## PAGE
________________

Venu à Poitiers pour prendre part aux élections aux Etats généraux, il prit la défense du bas clergé, et, le 1er avril 1789, fut élu, par la sénéchaussée du Poitou, député du clergé aux Etats généraux. Il écrivit alors à Necker qu'il ne pouvait faire les frais de sa représentation : « La désastreuse année de 1785 m'ayant chargé de dix-neuf familles indigentes, m'interdit un voyage qui priverait mes pauvres des soins que je leur dois. » Le ministre leva cet obstacle, et Jallet se rendit à Paris.

Dans l'assemblée de son ordre, il reprocha à l'évêque de Luçon d'avoir falsifié le cahier général de son clergé, et accusa l'évêque de Poitiers de produire deux cahiers alors qu'un seul avait été signé par les commissaires. Lors de la discussion de la demande du tiers relative à la vérification des pouvoirs en commun, Jallet prit le premier un parti décisif :

« Il est temps, dit-il dans la séance du 12 juin 1789, de sortir d'une inaction qui nous déshonore ; nous nous regardons comme députés aux Etats généraux dans l'ordre du clergé ; or cette qualité nous imprime un double caractère : l'un, principal, essentiel, est celui de représentant de la nation ; l'autre, secondaire et subordonné au premier, est celui de représentant de notre ordre. Qui osera soutenir que la qualité seule de député du clergé suffise pour autoriser chacun de nous à traiter des objets qui intéressent toute la nation ? Nous ne voulons pas nous jeter dans les bras du tiers et confondre les ordres ; nous déclarons que nous respectons comme vous la distinction des ordres, que nous y demeurerons constamment attachés, mais nous irons avec eux, comme le veut l'ancien usage que le malheur des temps a pu suspendre, mais qu'il n'a pu faire oublier, afin de réunir les trois ordres, lesquels ne se séparaient autrefois que pour traiter des objets particuliers, mais délibéraient toujours ensemble. »

________________

## CONSIGNES
a: D'après l'extrait consacré à Jallet, à quelle date fut-il élu député du clergé aux États généraux ?
b: Prolongez l'extrait consacré à Jallet à partir de sa dernière phrase.
Les enregistrements ci-après proviennent d'une source distincte.

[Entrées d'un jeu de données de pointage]

________________

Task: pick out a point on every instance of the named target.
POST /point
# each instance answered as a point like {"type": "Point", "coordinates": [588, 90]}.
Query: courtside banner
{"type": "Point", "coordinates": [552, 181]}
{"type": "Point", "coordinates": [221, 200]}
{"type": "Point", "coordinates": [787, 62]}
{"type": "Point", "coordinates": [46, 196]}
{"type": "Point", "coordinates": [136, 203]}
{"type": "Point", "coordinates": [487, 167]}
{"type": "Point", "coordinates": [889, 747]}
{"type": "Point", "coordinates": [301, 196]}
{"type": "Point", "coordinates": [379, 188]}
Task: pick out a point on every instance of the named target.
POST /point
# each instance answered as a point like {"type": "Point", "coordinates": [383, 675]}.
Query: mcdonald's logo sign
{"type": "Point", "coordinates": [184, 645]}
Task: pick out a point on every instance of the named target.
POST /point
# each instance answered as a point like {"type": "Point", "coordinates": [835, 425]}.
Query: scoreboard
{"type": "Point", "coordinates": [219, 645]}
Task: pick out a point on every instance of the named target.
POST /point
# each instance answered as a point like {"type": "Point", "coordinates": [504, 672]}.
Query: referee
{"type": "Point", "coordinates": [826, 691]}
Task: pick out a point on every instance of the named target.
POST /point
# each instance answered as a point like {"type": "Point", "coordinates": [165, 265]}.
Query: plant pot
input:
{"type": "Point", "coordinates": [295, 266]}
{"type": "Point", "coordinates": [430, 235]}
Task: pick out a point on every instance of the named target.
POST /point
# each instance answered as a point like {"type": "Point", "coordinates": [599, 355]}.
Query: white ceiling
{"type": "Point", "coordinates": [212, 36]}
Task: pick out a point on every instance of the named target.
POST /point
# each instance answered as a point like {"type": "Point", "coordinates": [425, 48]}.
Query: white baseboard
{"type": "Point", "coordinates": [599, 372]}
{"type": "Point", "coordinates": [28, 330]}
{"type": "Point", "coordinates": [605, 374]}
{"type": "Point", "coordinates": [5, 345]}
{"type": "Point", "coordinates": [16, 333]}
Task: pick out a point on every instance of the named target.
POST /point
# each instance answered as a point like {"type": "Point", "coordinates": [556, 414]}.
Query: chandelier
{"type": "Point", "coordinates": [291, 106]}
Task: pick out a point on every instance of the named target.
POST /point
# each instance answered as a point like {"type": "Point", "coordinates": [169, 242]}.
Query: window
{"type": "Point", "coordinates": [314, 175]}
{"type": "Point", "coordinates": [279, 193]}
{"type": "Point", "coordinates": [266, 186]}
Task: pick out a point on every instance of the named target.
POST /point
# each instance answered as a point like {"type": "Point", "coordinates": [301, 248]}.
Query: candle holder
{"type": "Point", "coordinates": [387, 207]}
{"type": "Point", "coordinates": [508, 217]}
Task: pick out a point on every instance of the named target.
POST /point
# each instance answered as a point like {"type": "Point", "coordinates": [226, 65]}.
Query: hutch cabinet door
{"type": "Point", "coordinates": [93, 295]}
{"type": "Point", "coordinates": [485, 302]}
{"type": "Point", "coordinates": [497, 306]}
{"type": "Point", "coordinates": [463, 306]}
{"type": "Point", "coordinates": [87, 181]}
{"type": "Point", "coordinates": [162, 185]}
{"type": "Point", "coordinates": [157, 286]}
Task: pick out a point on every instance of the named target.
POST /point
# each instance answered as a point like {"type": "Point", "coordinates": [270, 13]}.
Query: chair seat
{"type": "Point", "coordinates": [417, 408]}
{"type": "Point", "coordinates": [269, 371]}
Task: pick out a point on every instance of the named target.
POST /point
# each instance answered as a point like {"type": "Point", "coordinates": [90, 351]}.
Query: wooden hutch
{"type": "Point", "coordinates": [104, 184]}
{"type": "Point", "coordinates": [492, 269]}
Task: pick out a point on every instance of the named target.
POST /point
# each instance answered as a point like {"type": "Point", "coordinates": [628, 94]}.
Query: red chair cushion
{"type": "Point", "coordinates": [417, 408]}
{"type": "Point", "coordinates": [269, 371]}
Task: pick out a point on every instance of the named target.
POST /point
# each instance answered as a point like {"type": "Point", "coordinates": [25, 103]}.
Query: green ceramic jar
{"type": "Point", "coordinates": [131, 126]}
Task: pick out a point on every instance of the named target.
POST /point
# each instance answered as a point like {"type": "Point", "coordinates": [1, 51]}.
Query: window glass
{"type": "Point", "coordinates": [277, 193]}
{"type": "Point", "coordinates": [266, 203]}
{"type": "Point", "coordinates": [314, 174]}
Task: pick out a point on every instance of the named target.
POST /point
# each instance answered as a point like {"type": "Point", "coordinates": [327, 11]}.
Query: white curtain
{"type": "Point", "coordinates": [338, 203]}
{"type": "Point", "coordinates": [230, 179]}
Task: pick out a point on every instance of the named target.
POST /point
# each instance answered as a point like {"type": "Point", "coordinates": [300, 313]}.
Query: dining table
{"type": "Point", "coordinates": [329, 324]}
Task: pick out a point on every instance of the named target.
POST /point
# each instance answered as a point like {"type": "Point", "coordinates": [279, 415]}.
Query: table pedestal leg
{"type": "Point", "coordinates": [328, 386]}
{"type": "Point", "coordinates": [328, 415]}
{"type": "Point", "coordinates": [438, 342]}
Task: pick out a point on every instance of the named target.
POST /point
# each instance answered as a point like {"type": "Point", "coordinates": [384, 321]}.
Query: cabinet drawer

________________

## RÉPONSES
a: Le 1er avril 1789.

b:
Le lendemain, 13, il se rendit dans l'assemblée du tiers avec ses collègues Lecesve et Ballart, et s'exprima ainsi :

« Messieurs, une partie des députés du clergé du Poitou aux Etats généraux se rend aujourd'hui dans la salle de l'Assemblée générale. Nous y venons pour prendre communication des pouvoirs de nos co-députés des trois ordres, et pour communiquer nos mandats, afin que les uns et les autres étant vérifiés et légitimés, la nation ait enfin de vrais représentants. Nous venons précédés du flambeau de la raison, conduits par l'amour du bien public, nous placer à côte de nos concitoyens, de nos frères. Nous accourons à la voix de la patrie, qui nous presse d'établir entre les ordres la concorde et l'harmonie, d'où dépend le succès des Etats généraux et le salut de l'Etat. Puisse cette démarche être accueillie par tous les ordres avec le même sentiment qui nous la commande ! Puisse-t-elle enfin nous mériter l'estime de tous les Français ! »

De chaleureux applaudissements saluèrent ce discours; chacun se pressa autour des trois curés, on les embrassa, un membre s'écria :

« Qu'ils ne soient pas abandonnés au despotisme des évêques! Mettons ces braves citoyens à l'abri de la vengeance et de l'animosité des potentats de leur ordre. Que leurs noms soient consacrés dans nos annales ; ils se sont élevés au-dessus de la superstition, ils ont vaincu les préjugés ! »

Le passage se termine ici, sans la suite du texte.